=== Dokumentabschnitt ===
Eigentlich war mein Freitagabend ganz anders verplant gewesen: Mein Freund hatte Gästelistenplätze für einen Auftritt von The Jesus and Mary Chain ergattert, aber eine andere Begleitung gefunden. Ich hatte mich auf einen gemütlichen Sofaabend mit den Katern eingestellt, musste diese aber letztlich enttäuschen: Als die Begleitung meines Freundes absagen musste, wollte ich ihn nämlich nicht allein zum Konzert schicken. Also ging es nach Arbeitsende (das an diesem Freitagabend zumindest recht früh erfolgt war) für uns recht zügig nach Köln.
Die Anreise inklusive Parkplatzsuche verlief relativ schnell, ebenso der Einlass in die Halle. Dort stellten wir uns recht nahe vor die Bühne, wo bereits eifrig aufgebaut wurde. Moment... sah das bei aufmerksamerem Hinsehen nicht eher nach Abbauen aus? Es war 19:37 Uhr, demnach sollte nach Plan die Vorband seit 7 Minuten auf der Bühne stehen. Aber der Eindruck war richtig: Die Vorband war nicht etwa ein wenig zu spät dran, sondern hatte wesentlich zu früh gespielt und war nun bereits fertig. Somit habe ich nun weiterhin keine Ahnung, wie Deathcrash klingen. Der Hauptact stand bereits kurz vor 20 Uhr auf der Bühne.
2015 habe ich The Jesus and Mary Chain das erste Mal live gesehen, seitdem weitere dreimal - davon zweimal mit ganzen Alben (2015 "Psychocandy" und 2022 "Darklands". Nun hat die Band ein neues Album veröffentlicht, "Glasgow Eyes" - es ist seit 2017 das erste.
=== Datensätze ===
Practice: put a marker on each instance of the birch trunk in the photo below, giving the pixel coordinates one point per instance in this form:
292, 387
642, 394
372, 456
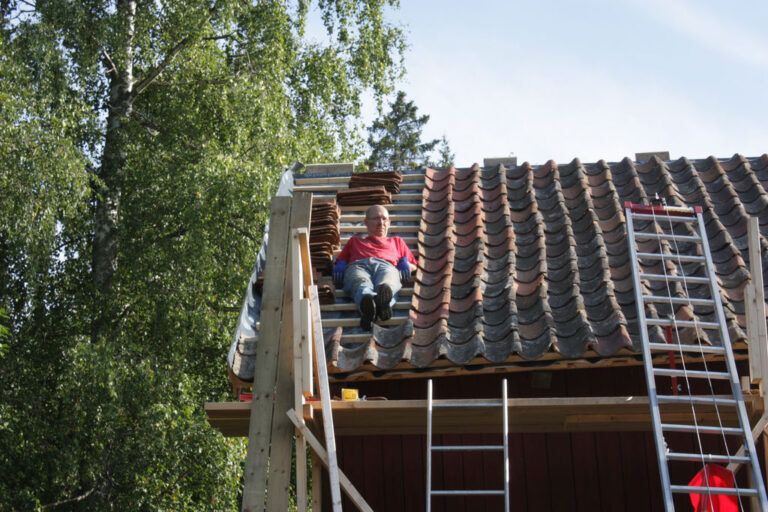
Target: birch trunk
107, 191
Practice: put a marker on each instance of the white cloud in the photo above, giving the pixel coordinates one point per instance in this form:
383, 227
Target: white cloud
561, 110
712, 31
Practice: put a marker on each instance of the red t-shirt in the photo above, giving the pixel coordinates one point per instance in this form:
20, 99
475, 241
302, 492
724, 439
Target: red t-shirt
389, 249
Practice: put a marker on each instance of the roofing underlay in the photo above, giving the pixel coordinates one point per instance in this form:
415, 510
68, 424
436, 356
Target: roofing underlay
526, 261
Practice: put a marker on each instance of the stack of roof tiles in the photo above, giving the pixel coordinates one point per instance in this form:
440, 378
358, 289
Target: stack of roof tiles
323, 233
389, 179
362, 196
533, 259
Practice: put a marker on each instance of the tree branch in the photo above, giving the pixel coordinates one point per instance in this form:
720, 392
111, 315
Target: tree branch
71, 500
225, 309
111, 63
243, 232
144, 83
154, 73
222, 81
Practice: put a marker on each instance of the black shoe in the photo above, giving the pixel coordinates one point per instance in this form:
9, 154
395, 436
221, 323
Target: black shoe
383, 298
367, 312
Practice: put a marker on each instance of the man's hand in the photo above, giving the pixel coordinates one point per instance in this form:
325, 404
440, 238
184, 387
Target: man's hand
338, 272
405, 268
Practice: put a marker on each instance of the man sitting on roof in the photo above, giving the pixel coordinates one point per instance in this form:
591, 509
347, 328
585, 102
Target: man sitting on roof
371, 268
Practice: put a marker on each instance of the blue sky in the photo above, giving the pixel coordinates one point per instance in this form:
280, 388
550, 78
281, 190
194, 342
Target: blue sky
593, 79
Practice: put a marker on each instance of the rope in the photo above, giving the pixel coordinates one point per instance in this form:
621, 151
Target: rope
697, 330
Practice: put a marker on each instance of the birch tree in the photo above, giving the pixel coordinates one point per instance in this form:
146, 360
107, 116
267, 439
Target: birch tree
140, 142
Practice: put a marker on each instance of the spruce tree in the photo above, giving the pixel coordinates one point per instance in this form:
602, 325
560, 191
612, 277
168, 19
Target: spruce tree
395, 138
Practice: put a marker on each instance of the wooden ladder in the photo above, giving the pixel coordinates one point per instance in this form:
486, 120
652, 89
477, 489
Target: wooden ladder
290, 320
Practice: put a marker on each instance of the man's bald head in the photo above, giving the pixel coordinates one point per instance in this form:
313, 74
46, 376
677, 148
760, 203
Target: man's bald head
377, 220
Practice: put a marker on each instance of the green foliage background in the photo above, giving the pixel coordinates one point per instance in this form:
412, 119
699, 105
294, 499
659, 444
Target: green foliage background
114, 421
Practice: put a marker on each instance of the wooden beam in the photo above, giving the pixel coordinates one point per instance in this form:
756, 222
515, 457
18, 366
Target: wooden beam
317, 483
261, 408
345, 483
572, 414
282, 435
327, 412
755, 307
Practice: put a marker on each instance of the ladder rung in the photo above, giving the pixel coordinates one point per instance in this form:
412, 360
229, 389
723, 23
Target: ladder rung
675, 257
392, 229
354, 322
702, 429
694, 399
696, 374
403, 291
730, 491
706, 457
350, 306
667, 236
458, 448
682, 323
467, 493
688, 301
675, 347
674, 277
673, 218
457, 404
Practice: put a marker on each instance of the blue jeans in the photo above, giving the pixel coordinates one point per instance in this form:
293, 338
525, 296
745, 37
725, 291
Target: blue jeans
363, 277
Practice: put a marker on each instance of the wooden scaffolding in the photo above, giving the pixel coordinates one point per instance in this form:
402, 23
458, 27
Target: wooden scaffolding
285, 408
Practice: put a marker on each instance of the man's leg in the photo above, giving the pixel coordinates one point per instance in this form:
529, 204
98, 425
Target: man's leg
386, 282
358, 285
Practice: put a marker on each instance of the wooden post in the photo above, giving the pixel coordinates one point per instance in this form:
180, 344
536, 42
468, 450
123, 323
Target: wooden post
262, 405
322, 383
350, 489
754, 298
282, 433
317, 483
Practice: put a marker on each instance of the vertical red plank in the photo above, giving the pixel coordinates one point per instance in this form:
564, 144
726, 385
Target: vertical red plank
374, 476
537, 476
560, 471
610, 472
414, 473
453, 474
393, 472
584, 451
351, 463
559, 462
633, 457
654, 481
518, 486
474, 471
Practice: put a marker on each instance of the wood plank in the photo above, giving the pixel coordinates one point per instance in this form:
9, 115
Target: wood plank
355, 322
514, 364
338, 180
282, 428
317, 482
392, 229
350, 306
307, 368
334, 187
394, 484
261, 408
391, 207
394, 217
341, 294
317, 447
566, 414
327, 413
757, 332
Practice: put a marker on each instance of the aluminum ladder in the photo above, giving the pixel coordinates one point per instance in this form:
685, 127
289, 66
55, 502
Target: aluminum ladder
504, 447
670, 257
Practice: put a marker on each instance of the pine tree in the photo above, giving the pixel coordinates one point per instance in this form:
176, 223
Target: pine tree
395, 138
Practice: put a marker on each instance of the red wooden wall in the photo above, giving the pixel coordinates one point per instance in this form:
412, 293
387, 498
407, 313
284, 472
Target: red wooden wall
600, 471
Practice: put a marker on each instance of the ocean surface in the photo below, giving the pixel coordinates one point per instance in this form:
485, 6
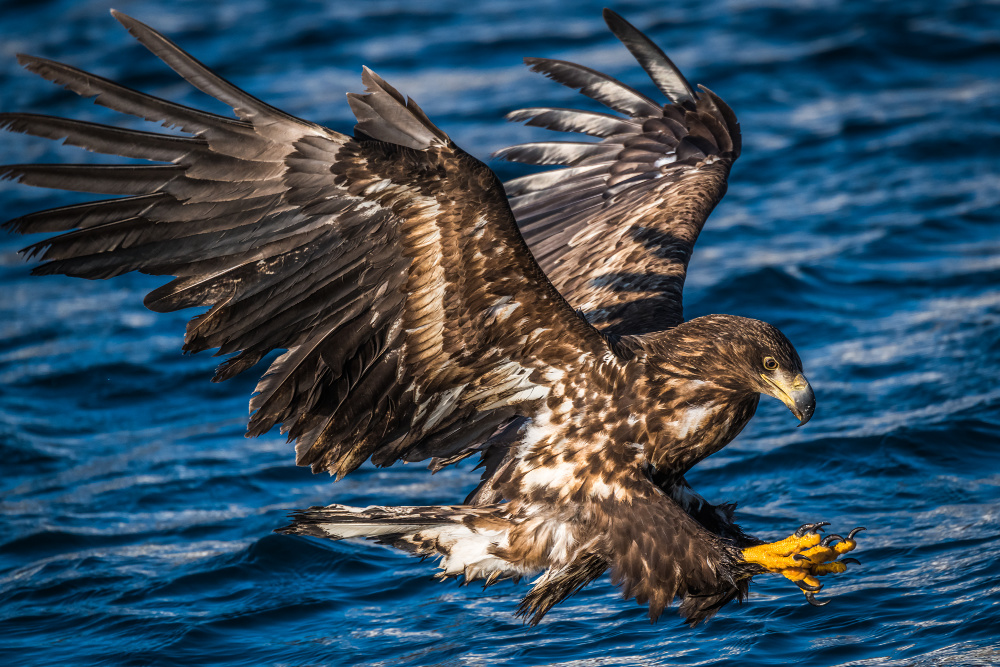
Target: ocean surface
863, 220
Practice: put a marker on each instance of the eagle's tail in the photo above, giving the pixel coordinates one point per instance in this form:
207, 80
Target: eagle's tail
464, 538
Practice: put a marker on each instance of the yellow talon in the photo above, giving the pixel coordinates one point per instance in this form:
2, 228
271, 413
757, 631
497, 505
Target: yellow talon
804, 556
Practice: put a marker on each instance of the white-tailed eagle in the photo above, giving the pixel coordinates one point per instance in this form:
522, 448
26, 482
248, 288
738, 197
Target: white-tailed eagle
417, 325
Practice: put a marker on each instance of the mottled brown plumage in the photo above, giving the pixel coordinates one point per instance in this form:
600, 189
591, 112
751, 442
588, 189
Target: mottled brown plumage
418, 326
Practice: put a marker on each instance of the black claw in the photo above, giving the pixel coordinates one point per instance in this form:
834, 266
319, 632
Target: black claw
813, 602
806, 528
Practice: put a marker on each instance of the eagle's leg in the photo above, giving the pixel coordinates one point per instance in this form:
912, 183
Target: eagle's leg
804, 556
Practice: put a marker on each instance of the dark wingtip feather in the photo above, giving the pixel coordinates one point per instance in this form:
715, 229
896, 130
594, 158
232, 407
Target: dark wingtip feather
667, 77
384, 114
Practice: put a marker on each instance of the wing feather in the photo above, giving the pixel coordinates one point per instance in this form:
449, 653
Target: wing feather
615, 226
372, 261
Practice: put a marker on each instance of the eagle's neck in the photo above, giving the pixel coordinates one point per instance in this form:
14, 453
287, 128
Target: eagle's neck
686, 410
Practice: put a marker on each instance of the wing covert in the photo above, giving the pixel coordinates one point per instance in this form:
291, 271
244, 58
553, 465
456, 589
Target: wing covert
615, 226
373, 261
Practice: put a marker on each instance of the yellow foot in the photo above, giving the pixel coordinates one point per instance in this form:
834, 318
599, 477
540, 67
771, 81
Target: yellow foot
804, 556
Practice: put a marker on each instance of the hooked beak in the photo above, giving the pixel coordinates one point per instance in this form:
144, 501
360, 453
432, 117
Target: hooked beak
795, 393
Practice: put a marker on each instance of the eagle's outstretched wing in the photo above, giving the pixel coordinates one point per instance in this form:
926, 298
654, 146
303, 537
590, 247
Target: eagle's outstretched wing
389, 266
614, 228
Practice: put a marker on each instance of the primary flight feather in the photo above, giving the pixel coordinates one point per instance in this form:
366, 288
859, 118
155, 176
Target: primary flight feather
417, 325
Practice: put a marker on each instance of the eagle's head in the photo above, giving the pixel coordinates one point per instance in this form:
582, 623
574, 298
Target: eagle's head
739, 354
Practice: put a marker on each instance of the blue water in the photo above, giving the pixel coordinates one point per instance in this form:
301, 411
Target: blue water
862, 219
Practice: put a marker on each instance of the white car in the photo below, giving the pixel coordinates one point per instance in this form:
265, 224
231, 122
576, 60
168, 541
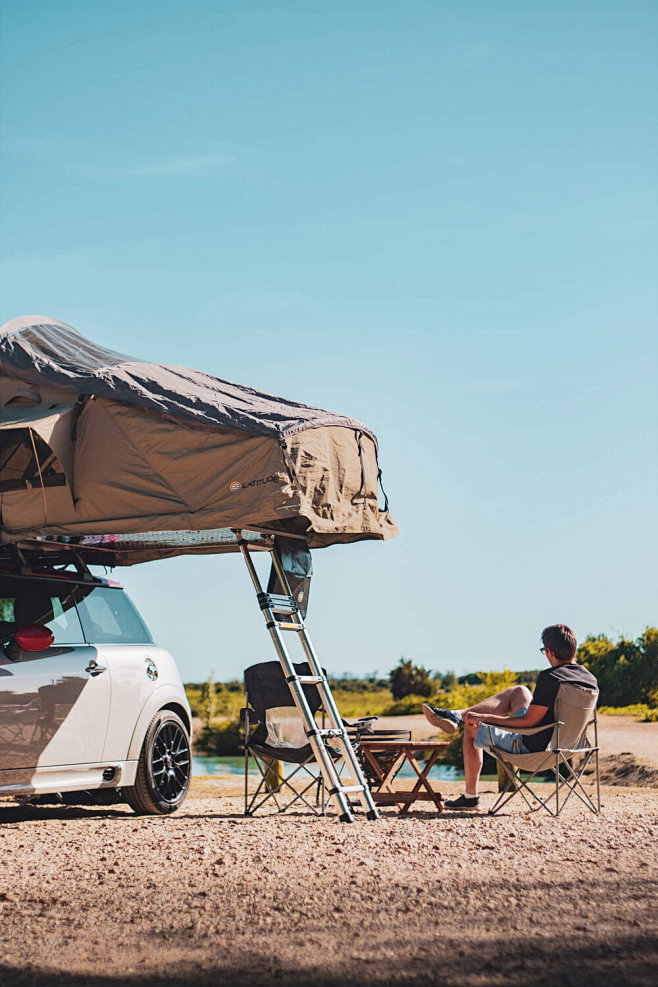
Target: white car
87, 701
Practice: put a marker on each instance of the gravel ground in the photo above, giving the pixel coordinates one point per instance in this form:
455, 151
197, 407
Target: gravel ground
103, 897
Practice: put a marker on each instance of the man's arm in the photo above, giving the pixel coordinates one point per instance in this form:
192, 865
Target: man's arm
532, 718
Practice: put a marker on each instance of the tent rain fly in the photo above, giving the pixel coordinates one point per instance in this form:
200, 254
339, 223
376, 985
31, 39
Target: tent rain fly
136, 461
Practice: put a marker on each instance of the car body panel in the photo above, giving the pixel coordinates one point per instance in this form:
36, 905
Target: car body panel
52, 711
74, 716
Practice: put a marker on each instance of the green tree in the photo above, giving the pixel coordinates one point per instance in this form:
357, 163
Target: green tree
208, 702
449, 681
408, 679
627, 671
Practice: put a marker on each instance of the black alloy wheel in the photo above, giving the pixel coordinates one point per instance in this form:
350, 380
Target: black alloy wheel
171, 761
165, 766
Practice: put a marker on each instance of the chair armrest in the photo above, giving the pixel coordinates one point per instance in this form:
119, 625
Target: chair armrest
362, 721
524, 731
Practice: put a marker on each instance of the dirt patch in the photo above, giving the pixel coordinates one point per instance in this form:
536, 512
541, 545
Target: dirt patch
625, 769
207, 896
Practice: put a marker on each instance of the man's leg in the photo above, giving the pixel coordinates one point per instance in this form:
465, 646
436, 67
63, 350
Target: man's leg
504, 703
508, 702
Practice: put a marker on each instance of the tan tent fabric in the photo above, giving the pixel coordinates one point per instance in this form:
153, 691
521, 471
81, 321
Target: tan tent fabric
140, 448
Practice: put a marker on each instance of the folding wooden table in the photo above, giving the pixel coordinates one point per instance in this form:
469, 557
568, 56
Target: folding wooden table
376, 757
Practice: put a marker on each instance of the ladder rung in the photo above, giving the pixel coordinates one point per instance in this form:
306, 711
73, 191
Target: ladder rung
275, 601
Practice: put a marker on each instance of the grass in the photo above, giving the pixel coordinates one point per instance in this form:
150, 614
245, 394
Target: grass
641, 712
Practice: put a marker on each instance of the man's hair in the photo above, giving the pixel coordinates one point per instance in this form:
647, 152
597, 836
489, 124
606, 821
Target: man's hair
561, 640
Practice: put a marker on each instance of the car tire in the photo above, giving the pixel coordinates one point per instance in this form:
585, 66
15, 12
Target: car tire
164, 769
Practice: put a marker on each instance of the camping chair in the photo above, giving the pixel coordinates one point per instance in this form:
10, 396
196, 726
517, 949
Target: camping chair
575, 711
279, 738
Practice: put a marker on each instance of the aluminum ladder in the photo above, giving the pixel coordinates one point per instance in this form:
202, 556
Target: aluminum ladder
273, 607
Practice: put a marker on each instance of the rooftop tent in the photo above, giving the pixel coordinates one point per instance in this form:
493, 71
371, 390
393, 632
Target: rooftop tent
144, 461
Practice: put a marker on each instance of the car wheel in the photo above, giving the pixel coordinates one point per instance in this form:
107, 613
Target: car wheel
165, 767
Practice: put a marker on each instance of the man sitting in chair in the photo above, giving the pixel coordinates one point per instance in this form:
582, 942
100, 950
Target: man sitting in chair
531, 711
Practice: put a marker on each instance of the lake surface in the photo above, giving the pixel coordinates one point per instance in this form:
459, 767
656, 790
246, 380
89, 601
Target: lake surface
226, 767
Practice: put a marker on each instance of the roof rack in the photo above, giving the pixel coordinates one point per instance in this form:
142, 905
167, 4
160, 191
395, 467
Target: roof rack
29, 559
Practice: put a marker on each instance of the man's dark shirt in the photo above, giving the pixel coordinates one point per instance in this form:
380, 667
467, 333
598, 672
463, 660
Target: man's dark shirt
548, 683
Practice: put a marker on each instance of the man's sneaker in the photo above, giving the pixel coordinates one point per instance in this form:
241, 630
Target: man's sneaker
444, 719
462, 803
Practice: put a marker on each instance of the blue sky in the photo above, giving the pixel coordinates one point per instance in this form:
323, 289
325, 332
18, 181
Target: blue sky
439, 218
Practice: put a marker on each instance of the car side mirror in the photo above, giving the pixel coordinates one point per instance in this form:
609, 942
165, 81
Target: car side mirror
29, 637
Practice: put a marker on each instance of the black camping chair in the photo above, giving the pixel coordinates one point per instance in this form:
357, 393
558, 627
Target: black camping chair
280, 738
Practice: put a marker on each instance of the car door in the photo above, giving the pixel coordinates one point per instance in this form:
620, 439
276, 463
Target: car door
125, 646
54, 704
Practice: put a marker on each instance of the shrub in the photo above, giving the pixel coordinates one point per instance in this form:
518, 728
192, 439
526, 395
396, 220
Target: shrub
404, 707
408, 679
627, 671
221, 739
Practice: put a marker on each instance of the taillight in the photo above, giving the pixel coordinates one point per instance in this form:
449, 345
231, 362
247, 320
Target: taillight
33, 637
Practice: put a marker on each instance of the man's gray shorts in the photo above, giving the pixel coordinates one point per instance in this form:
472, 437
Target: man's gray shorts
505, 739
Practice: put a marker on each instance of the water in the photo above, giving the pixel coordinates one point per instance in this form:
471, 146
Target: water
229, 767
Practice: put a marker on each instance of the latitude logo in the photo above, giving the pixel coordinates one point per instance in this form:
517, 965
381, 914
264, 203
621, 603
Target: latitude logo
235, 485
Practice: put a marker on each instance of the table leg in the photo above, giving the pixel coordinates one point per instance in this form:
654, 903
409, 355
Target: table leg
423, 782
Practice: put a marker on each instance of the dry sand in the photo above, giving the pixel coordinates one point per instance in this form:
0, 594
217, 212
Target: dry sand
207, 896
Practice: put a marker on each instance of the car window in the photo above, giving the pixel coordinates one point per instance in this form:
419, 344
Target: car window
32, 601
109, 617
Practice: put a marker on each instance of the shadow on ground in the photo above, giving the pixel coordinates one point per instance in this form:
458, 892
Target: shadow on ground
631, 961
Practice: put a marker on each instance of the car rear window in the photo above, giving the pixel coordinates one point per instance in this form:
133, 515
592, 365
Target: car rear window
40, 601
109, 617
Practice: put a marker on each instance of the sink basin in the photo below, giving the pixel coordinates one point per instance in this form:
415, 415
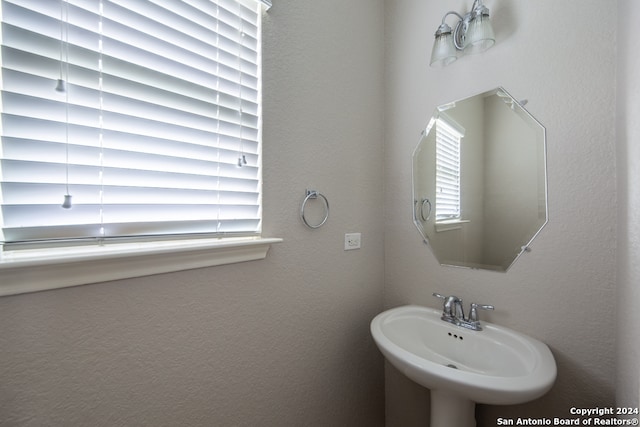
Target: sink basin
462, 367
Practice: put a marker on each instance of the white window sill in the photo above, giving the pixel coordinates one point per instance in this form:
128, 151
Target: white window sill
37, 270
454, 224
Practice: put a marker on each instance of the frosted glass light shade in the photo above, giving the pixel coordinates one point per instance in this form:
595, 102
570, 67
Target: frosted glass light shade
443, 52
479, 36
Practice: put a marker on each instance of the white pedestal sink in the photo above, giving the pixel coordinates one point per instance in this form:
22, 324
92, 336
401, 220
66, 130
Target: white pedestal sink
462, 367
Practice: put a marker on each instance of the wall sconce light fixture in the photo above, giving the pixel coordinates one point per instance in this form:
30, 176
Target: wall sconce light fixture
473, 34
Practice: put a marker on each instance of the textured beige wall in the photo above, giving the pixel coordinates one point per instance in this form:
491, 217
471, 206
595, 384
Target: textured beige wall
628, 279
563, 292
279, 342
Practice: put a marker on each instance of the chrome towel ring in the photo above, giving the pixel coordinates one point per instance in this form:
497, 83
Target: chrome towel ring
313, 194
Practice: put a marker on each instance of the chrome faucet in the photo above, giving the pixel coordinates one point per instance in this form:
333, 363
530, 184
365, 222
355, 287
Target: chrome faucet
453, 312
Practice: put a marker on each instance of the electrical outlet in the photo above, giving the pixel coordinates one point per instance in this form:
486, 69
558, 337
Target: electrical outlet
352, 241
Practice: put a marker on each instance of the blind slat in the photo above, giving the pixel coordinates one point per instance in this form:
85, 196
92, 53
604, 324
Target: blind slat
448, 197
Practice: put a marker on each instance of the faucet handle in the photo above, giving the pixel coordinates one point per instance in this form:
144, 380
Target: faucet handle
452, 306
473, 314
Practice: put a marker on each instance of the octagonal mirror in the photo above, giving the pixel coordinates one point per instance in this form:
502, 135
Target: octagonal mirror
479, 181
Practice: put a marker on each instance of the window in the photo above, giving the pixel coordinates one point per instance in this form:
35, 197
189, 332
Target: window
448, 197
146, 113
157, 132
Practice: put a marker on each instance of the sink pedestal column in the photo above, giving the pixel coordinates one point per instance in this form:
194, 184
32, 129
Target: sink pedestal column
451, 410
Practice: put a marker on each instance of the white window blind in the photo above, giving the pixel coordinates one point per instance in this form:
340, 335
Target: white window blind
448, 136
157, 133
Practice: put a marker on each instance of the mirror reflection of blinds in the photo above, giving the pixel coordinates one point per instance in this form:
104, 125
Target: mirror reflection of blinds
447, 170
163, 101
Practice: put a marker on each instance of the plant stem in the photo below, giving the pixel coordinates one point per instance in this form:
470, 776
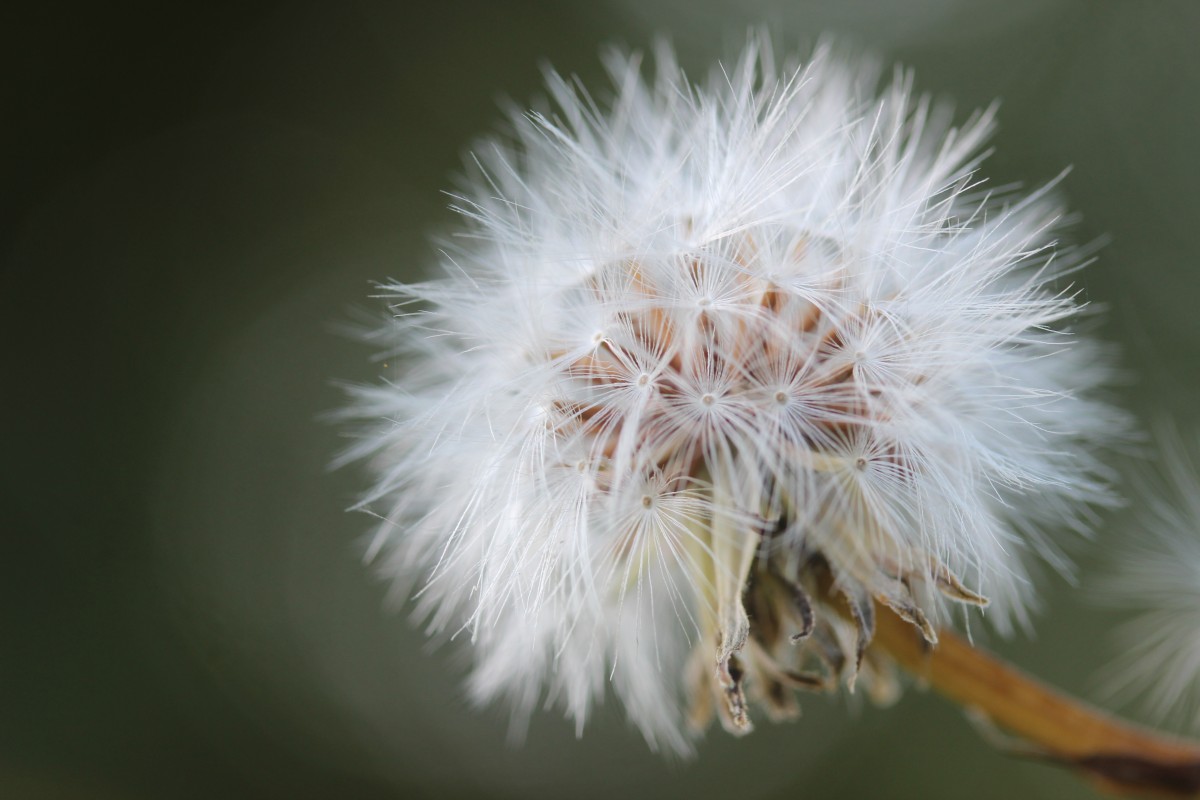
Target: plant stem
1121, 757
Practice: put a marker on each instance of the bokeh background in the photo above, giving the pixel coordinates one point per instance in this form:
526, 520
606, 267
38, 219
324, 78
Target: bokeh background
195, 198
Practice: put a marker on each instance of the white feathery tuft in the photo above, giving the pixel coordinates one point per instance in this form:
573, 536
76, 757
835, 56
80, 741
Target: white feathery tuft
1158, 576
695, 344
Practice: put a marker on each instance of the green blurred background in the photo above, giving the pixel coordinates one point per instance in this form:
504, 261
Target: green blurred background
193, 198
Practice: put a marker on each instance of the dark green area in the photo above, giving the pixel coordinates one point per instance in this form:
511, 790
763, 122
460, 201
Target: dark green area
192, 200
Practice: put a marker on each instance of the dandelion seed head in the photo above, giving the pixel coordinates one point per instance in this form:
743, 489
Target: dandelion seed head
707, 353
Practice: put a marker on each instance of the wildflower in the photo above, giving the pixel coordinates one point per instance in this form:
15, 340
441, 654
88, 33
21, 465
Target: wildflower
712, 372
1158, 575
===
• Aufgaben
A. Welches neue Album der Band nennt der Konzertbericht?
B. Führen Sie den Konzertbericht über The Jesus and Mary Chain im Anschluss an seinen letzten Satz fort.

• Antworten
A. Das neue Album heißt „Glasgow Eyes“.

B.
Bezüglich des vor uns entstehenden Bühnenaufbaus blieb man klassisch: der vordere Bereich gehörte ausschließlich Jim Reid, hinten rechts bei den Verstärkern hatte sein Bruder William einen eigenen Bereich und hielt sich, so gut er konnte (und so gut das mit einer Robert Smith-Frisur geht), im Hintergrund. Die restlichen Bandmitglieder an Bass (Mark Crozer), Gitarre (Scott Von Ryper) und Schlagzeug (Justin Welch) fanden wenig Beachtung - auch wenn sie, anders als William Reid, Mikrophone zum Mitsingen hatten.
Wenn man sich Liam Gallagher in seiner typischen Konzert-Gesangshaltung ansieht, stellt sich manchmal die Frage, ob er nicht ständig Nackenschmerzen hat. Bei Jim Reid, der stets mit sehr langem, aufgerolltem Mikrophonkabel und leicht vorgebeugt singt, kommen einem ähnliche Gedanken: Mit 62 bekommt man so doch sicher Rückenschmerzen?
Auch das Publikum in Köln war, was nicht wirklich überraschte, eher fortgeschrittenen Alters, und dabei äußerst enthusiastisch. Jim Reid begrüßte uns nach dem ersten Lied und kündigte an, die Band werde einige Sachen vom neuen Album spielen, aber auch ältere Songs - vielleicht hätten einige der Anwesenden ja "Glasgow Eyes" bereits gekauft. Auf zustimmende Rufe aus dem Publikum reagierte er allerdings ungläubig.
Im Laufe des Abends wurden insgesamt fünf Lieder von "Glasgow Eyes" gespielt, besonders beeindruckend waren der Band-Trennungssong "Jamcod" und "Venal Joy". Gegenüber früheren besuchten Auftritten variierte die Setliste, so dass wir auch "Sidewalking" von "Barbed Wire Kisses" zum ersten Mal live hörten. Nur "Taste of Cindy" haben wir bislang bei jedem besuchten Auftritt der Band zu hören bekommen.
Die Live Music Hall wurde an diesem warmen Frühlingsabend schnell überaus heiß, und auch auf der Bühne konnte man trotz aufgestellter Ventilatoren Schweißtropfen erkennen. Der für The Jesus and Mary Chain so typische verhüllende Nebel fand nur zu Beginn des Auftritts Einsatz.
Im Publikum bildete sich schon recht schnell ein kleiner, immer mehr anwachsender Moshpit, in dem ausgelassen getanzt wurde. Als Jim Reid den letzten Song ankündigte, gab es nicht nur von dort laute Protestrufe. Reid lenkte sofort ein: Es müsse ja nicht zwingend das letzte Lied sein, wenn wir es nicht so wollten.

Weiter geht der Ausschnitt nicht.